**ACTIONS TO TAKE**
1) In the forum thread, revise the part that opens with the words containing "## gsilbers (Feb" and closes with "grasp what's new?", putting "Vienna Ensemble" in place of "FXTeleport".
2) In the forum thread, which programs does Jack Weaver ask whether anyone has tried on the slave?

**DOCUMENT EXTRACT**
They are working on a Mac Version. No date announced.

HTH

Best,

CC


----------



## Ashermusic (Feb 1, 2009)

cc64 @ Sun Feb 01 said:


> Frederick Russ @ Sat Jan 31 said:
> 
> 
> > I wonder if it works with Mac slaves.
> ...



At that point, you have turned your Mac farm into a PC farm.


----------



## gsilbers (Feb 1, 2009)

Fernando Warez @ Sun Feb 01 said:


> Christian Marcussen @ Sat Jan 31 said:
> 
> 
> > Can someone in a few words sum up for me what this program does that FXTeleport, V-Stack or others don't? I'm not sure I quite grasp what's new?
> ...




at namm they said they will.


----------



## Fernando Warez (Feb 1, 2009)

gsilbers @ Sun Feb 01 said:


> Fernando Warez @ Sun Feb 01 said:
> 
> 
> > Christian Marcussen @ Sat Jan 31 said:
> ...



Thats better.

Thanks.


----------



## Jack Weaver (Feb 1, 2009)

Anyone tried this with Omnisphere (also Stylus) or Play on the slave yet?

**LISTED ENTRIES**

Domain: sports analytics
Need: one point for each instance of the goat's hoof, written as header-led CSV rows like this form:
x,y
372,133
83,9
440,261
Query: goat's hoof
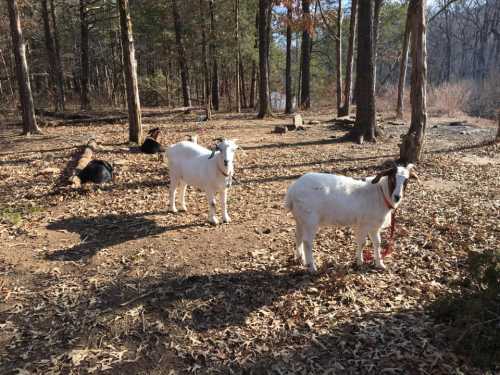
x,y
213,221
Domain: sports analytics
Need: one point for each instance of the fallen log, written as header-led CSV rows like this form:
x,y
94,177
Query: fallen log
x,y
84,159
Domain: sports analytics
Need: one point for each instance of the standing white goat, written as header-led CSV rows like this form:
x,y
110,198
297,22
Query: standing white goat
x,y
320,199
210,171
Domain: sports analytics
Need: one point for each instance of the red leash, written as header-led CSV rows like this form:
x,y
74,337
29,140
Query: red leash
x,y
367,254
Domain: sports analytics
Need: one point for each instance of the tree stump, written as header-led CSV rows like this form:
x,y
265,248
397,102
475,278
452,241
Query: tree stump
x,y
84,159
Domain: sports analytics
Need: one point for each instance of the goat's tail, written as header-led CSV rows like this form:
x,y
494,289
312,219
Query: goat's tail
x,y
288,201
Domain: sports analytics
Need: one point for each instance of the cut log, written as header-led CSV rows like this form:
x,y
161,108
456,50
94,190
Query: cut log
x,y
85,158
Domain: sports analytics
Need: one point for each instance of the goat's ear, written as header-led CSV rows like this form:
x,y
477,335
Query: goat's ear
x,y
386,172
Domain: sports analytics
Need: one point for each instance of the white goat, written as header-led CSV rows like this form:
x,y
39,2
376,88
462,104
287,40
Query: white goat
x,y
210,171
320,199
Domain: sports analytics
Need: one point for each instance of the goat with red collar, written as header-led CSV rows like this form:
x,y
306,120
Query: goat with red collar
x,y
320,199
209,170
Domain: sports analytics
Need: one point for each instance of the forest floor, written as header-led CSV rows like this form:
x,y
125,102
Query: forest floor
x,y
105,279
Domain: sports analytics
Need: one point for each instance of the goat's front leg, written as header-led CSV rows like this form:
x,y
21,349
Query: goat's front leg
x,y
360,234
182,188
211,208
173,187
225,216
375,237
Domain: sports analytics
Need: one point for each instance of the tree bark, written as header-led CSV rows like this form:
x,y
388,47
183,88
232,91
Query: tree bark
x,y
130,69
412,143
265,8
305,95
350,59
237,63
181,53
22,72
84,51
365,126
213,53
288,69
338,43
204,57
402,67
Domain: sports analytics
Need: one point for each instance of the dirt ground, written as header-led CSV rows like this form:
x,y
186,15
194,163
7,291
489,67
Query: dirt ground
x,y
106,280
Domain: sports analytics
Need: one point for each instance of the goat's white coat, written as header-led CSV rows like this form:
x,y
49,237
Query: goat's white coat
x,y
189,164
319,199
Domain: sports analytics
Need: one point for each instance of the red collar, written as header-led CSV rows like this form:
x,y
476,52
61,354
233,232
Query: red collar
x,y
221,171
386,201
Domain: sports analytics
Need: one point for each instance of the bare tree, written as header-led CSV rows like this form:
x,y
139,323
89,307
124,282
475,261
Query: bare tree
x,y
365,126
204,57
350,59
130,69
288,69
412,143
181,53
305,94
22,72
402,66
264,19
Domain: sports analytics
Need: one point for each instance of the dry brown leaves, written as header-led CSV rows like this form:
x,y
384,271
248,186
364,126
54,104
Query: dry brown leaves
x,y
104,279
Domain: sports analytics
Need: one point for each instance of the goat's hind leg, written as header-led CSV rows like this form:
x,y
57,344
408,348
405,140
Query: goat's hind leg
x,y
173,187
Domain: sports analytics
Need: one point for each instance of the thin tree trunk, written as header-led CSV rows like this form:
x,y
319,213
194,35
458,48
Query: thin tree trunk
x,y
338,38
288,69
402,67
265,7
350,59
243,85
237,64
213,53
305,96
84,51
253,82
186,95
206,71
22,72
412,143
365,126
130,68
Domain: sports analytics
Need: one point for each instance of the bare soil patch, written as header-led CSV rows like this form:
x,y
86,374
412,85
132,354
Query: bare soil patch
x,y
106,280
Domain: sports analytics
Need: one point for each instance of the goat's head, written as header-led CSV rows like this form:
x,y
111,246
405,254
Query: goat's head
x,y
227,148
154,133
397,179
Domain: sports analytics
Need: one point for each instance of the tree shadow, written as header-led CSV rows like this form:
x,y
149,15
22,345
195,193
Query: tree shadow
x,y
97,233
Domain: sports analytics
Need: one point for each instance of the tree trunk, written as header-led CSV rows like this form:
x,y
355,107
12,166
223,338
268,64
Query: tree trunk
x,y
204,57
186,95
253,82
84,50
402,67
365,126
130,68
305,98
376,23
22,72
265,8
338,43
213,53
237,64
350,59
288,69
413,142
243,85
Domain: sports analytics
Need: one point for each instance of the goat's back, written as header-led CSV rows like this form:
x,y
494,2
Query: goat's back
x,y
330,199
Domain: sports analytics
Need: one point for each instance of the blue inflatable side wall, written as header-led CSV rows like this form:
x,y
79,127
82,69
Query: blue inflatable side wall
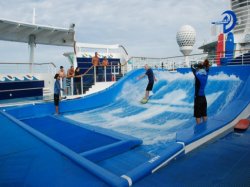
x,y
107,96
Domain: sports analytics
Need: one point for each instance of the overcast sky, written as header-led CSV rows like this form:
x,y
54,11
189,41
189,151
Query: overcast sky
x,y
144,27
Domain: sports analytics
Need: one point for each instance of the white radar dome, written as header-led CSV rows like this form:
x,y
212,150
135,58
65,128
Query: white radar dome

**ANSWERS FOR THE EXERCISE**
1)
## gsilbers (Feb 1, 2009)

Fernando Warez @ Sun Feb 01 said:


> Christian Marcussen @ Sat Jan 31 said:
> 
> 
> > Can someone in a few words sum up for me what this program does that Vienna Ensemble, V-Stack or others don't? I'm not sure I quite grasp what's new?

2) Omnisphere (also Stylus) or Play.